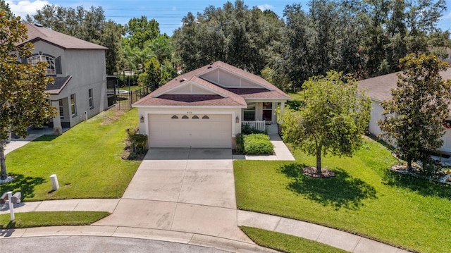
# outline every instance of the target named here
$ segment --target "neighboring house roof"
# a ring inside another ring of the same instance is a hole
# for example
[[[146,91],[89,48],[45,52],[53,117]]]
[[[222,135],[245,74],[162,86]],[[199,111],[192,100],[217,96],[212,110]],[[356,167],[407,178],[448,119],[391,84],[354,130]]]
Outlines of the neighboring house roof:
[[[378,76],[362,80],[359,83],[359,90],[366,91],[366,94],[377,101],[390,100],[392,99],[392,89],[396,88],[397,74],[402,72]],[[451,79],[451,68],[446,71],[440,72],[443,80]],[[451,92],[451,91],[450,91]]]
[[[45,88],[45,91],[49,92],[51,95],[57,95],[61,90],[66,87],[72,79],[72,75],[68,75],[65,77],[56,77],[54,78],[54,82],[49,83]]]
[[[221,70],[245,80],[254,87],[226,87],[214,83],[204,76]],[[189,85],[190,88],[188,87]],[[184,87],[186,87],[184,89]],[[189,88],[189,89],[188,89]],[[184,89],[184,90],[183,90]],[[197,92],[187,92],[194,89]],[[178,90],[183,90],[178,93]],[[191,72],[179,75],[133,104],[143,106],[238,106],[246,107],[245,99],[290,99],[276,86],[259,76],[233,67],[222,61],[216,61]]]
[[[34,43],[37,41],[42,40],[59,47],[63,49],[108,49],[105,47],[88,42],[40,25],[33,25],[30,23],[25,23],[25,25],[28,29],[28,39],[22,44],[25,42]]]

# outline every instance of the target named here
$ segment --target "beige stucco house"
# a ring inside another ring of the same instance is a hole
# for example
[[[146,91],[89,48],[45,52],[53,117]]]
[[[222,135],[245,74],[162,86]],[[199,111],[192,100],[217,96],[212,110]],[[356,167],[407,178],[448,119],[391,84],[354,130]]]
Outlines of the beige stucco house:
[[[47,75],[55,80],[47,87],[51,105],[58,109],[58,115],[50,122],[55,133],[105,110],[107,49],[39,25],[25,24],[28,39],[23,43],[32,43],[35,49],[22,61],[47,62]]]
[[[149,147],[233,147],[242,123],[277,123],[290,97],[264,79],[216,61],[181,75],[133,104]]]
[[[381,103],[383,101],[392,99],[391,90],[396,88],[398,73],[393,73],[365,79],[359,83],[359,89],[366,91],[366,95],[371,99],[371,119],[369,122],[369,130],[372,135],[378,135],[381,132],[378,125],[378,121],[383,118],[382,112],[383,110]],[[451,79],[451,68],[449,68],[446,71],[440,72],[440,75],[443,80]],[[451,91],[450,92],[451,92]],[[451,116],[448,117],[447,122],[451,123]],[[446,133],[443,140],[443,145],[440,150],[451,153],[451,125],[450,128],[447,127]]]

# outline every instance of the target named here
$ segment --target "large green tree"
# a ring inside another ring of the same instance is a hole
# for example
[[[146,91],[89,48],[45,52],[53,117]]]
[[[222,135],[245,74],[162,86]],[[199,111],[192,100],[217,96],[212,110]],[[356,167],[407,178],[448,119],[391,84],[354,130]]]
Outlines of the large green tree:
[[[188,14],[174,32],[178,57],[184,71],[223,61],[259,74],[281,40],[283,21],[271,11],[248,8],[243,1],[209,6],[197,16]]]
[[[358,81],[330,70],[326,76],[304,83],[305,106],[282,113],[282,136],[309,155],[316,156],[316,173],[321,173],[321,156],[351,156],[362,145],[370,119],[371,101],[357,91]]]
[[[4,147],[11,132],[24,137],[31,125],[41,125],[55,114],[45,92],[46,63],[37,66],[18,61],[31,55],[32,44],[20,18],[9,19],[0,11],[0,179],[8,176]]]
[[[407,162],[423,161],[426,168],[431,152],[440,148],[445,132],[443,123],[450,116],[451,80],[439,72],[448,64],[434,55],[410,54],[402,58],[393,98],[383,101],[383,118],[379,121],[381,136],[395,145],[396,153]]]

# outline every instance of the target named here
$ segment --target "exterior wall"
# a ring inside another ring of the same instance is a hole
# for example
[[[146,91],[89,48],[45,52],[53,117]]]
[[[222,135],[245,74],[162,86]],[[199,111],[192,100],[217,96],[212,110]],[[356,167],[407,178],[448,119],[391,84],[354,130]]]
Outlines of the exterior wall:
[[[382,131],[378,125],[378,121],[382,119],[382,106],[378,101],[371,100],[371,119],[369,121],[368,130],[373,135],[379,135]]]
[[[63,99],[64,117],[63,126],[73,127],[86,118],[89,118],[108,107],[106,99],[106,69],[104,50],[63,50],[52,44],[37,41],[33,54],[47,54],[61,56],[62,74],[72,75],[72,79],[59,94],[51,95],[53,101]],[[92,89],[94,107],[89,107],[89,92]],[[70,94],[75,94],[76,115],[70,111]]]
[[[380,101],[373,99],[372,99],[371,101],[371,119],[369,122],[369,130],[372,135],[377,136],[382,132],[378,125],[378,121],[382,119],[382,111],[383,110]],[[450,118],[448,118],[448,119],[451,120]],[[447,153],[451,153],[451,129],[446,130],[446,132],[442,137],[442,140],[443,140],[443,144],[442,147],[440,148],[440,150]]]
[[[230,133],[230,140],[233,138],[237,133],[241,132],[241,109],[240,108],[138,108],[138,122],[140,132],[149,135],[149,114],[229,114],[232,116],[232,132]],[[236,122],[236,117],[238,117],[238,122]],[[141,121],[141,117],[143,121]]]

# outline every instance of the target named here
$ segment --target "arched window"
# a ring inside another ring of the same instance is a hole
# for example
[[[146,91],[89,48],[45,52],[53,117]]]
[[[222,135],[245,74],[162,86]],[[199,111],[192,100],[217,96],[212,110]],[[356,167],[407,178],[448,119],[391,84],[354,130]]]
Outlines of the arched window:
[[[39,61],[47,63],[47,75],[56,75],[54,58],[43,55],[36,55],[28,58],[28,63],[30,64],[36,65]]]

▶ WRITTEN INSTRUCTION
Which lines of the listing above contain the word "beige"? List each of them in full, treating uppercase and lowercase as different.

▶ RESPONSE TO THIS TASK
$ segment --target "beige stucco house"
Outlines of the beige stucco house:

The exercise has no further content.